Entries supplied:
-- START --
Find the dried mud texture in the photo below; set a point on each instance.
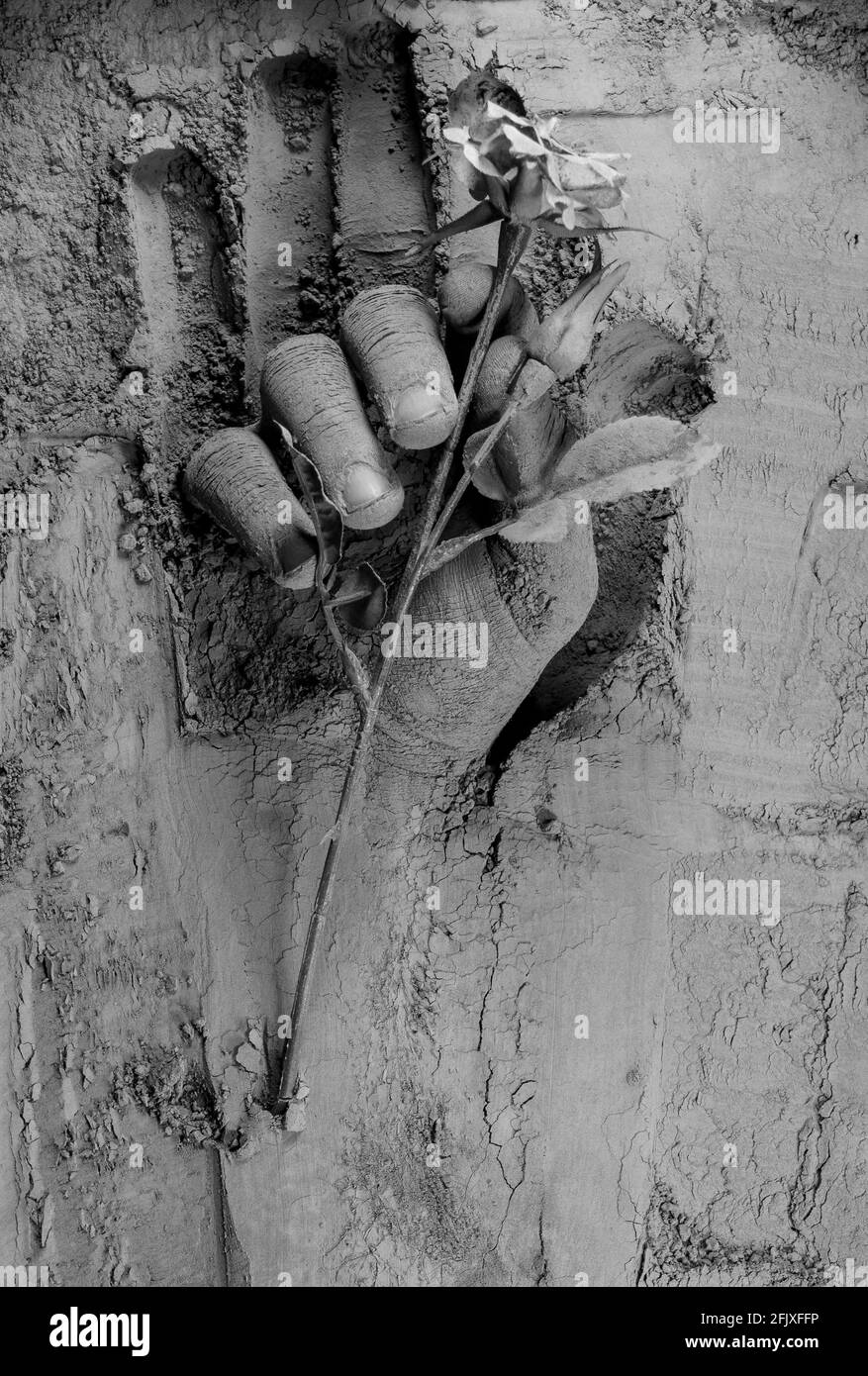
(455, 1129)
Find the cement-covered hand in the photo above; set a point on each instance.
(483, 627)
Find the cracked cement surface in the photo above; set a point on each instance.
(441, 1033)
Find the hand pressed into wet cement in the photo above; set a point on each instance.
(483, 624)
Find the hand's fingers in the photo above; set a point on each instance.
(532, 437)
(234, 478)
(309, 388)
(464, 295)
(391, 338)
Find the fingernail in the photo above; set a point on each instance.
(362, 486)
(421, 413)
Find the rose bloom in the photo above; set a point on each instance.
(519, 165)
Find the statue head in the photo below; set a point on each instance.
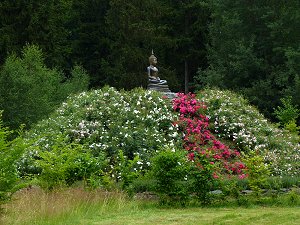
(152, 59)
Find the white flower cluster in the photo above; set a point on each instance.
(233, 118)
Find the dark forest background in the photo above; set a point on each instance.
(52, 48)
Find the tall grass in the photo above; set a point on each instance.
(35, 206)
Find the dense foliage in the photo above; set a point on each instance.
(29, 91)
(10, 152)
(233, 119)
(254, 49)
(105, 122)
(139, 141)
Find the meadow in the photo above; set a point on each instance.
(205, 158)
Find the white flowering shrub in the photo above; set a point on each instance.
(105, 122)
(234, 119)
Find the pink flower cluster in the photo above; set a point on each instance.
(198, 139)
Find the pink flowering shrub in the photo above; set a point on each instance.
(198, 141)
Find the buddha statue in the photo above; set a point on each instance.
(153, 71)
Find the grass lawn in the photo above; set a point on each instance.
(200, 216)
(71, 207)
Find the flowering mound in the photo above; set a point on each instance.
(107, 121)
(200, 143)
(234, 119)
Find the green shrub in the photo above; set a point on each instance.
(288, 112)
(105, 122)
(233, 119)
(29, 91)
(170, 169)
(65, 164)
(258, 172)
(10, 152)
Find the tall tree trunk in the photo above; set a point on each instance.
(186, 77)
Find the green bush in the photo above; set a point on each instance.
(65, 164)
(10, 152)
(288, 112)
(233, 119)
(29, 91)
(105, 122)
(170, 169)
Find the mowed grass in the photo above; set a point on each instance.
(76, 206)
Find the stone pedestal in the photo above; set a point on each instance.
(164, 88)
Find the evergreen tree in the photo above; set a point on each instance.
-- END --
Exercise directions: Copy all of the data above word for word, leaving out the pictures.

Solution below:
Find the dried mud texture in the photo below; set a point on each instance.
(455, 1129)
Find the cement-covered hand in the photo above; set a point on each instance.
(483, 627)
Find the cracked cement surface in the photo above; set a point on each instance.
(441, 1033)
Find the hand pressed into wet cement in the photo above; set a point on each instance.
(483, 624)
Find the hand's fingers in the photo above; set a point on each instance.
(532, 437)
(234, 478)
(309, 388)
(464, 295)
(391, 338)
Find the fingernail in the photo above; set a point on each instance.
(362, 486)
(421, 413)
Find the rose bloom in the photo above; set a point on each instance.
(519, 165)
Find the statue head in the photo below; set a point on each instance.
(152, 59)
Find the white flower cluster in the photo above; set a point on each instance.
(233, 118)
Find the dark forest background in the photo above; set a point on each instance.
(52, 48)
Find the tall grass in the photo above; set a point on each instance.
(35, 206)
Find the dense foliage in the photo above; set a point on each instance.
(29, 91)
(10, 152)
(233, 119)
(254, 49)
(105, 122)
(139, 141)
Find the meadow in the photo above; set a point on each instance.
(205, 158)
Find the white flowering shrub in the photo above; set a point on each instance.
(105, 122)
(234, 119)
Find the pink flower cluster in the photo above; set a point on each instance.
(198, 139)
Find the pink flowering shrub in the photo above; set a point on each instance.
(198, 141)
Find the buddha statue in the photo above; set a point on each instance.
(153, 71)
Find the grass lawn in the photo above; set a point on each instance.
(200, 216)
(71, 207)
Find the flowering mound in the photo above; set a point on each instance.
(107, 121)
(200, 143)
(234, 119)
Find the green shrub in the photo above; set a point on each instance.
(288, 112)
(105, 122)
(233, 119)
(29, 91)
(170, 169)
(65, 164)
(258, 172)
(10, 152)
Find the tall tree trunk in the photo above; set a point on each instance.
(186, 77)
Find the green bush in the photo above; set a point on each instance.
(65, 164)
(10, 152)
(288, 112)
(233, 119)
(29, 91)
(105, 122)
(170, 169)
Find the mowed grass in the photo above; set a point on each instance.
(76, 206)
Find the stone pedestal in the photo above; set a point on each instance.
(164, 88)
Find the evergreen tree in the photo above; set a point on each instance.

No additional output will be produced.